Exercise prompt: Count the lines in the data below that contain the string "black", treating case as significant, and give only the number.

Records from a data collection:
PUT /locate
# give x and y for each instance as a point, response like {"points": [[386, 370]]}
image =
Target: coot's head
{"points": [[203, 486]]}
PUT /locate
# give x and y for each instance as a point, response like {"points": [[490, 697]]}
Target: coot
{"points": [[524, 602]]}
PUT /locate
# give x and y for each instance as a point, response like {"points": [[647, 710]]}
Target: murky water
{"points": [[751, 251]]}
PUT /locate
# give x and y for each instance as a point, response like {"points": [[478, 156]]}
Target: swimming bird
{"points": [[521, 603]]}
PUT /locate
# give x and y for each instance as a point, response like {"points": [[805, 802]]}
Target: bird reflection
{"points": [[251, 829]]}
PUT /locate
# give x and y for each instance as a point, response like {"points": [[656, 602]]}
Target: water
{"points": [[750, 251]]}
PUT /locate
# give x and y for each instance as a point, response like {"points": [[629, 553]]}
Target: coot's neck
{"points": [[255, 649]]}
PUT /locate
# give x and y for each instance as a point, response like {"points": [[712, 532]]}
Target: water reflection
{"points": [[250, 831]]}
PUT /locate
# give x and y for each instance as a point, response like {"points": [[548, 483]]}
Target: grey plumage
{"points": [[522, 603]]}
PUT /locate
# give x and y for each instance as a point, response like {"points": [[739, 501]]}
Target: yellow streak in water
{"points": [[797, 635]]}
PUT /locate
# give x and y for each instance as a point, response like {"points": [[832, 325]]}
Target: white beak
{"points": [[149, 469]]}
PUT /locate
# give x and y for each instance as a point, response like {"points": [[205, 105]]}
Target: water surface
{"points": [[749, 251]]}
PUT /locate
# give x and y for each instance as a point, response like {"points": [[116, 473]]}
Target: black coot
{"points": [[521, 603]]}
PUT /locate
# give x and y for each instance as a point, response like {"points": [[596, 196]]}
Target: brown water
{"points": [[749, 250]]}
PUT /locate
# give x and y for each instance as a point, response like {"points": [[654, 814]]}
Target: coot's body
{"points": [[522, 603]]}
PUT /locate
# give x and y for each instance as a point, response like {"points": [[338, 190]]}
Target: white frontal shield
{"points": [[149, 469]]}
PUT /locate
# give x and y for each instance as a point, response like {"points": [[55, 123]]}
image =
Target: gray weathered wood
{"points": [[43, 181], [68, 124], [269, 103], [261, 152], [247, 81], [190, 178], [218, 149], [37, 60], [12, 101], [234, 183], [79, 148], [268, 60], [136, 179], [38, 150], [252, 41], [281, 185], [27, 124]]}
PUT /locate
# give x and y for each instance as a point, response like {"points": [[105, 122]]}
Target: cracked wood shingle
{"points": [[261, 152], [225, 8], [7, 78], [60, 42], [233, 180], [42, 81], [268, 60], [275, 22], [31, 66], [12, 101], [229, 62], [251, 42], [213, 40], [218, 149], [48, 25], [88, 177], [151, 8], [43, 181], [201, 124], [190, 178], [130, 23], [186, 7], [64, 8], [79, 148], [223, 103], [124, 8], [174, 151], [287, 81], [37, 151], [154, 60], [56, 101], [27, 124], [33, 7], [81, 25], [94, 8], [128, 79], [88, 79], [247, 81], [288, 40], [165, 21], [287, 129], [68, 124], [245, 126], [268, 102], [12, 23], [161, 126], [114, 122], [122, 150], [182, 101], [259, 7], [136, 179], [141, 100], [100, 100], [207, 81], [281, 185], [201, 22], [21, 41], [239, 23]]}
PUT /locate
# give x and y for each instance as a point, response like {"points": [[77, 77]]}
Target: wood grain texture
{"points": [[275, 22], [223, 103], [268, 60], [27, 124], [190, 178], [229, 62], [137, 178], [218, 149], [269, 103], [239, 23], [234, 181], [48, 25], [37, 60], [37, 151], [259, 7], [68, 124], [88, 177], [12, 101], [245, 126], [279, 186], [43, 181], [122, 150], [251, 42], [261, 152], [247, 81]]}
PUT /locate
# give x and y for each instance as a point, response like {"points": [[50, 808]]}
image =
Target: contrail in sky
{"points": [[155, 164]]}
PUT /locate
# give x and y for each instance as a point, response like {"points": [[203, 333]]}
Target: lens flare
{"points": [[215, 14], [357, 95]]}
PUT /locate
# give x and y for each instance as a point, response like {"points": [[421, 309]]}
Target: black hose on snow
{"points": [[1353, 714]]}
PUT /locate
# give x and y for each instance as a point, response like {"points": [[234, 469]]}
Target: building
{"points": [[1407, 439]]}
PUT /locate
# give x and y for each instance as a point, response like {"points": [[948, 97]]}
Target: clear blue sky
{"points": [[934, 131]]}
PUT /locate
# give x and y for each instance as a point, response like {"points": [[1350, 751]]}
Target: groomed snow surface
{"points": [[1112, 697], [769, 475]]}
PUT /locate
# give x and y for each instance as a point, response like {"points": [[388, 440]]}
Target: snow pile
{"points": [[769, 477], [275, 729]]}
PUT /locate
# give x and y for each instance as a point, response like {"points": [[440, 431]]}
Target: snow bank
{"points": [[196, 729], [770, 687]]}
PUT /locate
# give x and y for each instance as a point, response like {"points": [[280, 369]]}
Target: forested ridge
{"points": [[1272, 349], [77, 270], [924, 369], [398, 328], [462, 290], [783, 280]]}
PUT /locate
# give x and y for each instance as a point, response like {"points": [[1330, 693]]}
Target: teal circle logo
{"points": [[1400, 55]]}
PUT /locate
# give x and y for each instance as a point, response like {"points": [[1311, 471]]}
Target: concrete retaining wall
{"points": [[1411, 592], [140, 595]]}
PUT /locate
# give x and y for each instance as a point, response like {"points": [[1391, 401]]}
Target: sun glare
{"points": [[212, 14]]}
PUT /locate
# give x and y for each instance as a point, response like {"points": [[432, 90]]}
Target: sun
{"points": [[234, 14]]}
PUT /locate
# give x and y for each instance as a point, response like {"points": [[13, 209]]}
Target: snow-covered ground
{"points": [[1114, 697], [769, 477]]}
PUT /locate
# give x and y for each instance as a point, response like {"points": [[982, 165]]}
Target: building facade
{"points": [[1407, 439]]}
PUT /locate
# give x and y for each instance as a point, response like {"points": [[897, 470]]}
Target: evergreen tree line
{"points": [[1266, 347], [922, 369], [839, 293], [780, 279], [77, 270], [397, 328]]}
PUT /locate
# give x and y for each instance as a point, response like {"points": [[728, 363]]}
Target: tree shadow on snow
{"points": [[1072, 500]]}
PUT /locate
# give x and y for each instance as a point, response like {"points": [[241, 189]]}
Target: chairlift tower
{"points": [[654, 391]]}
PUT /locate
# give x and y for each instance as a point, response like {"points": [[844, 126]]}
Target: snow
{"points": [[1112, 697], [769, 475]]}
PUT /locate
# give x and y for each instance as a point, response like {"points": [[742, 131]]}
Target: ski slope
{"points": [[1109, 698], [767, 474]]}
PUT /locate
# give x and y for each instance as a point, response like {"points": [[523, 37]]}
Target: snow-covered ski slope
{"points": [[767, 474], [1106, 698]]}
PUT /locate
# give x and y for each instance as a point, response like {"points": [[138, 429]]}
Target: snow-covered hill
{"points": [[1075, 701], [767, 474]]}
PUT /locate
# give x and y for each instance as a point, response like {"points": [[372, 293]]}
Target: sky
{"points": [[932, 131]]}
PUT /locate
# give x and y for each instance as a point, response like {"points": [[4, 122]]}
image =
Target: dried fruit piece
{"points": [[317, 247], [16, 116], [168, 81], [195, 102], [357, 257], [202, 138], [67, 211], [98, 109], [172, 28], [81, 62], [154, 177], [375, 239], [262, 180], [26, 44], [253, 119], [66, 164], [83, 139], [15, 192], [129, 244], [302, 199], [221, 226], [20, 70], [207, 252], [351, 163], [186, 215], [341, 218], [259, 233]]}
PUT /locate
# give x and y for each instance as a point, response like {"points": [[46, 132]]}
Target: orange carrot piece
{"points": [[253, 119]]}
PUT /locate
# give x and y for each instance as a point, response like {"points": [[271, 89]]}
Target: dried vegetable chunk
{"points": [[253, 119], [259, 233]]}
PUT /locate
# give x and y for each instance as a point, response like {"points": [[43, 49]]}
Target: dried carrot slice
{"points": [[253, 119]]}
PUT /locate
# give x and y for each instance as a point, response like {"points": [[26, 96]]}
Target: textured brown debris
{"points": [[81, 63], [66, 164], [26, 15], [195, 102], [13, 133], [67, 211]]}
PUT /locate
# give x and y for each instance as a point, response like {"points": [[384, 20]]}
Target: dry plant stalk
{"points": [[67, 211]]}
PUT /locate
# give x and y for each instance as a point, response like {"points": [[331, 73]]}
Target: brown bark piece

Finished task: 2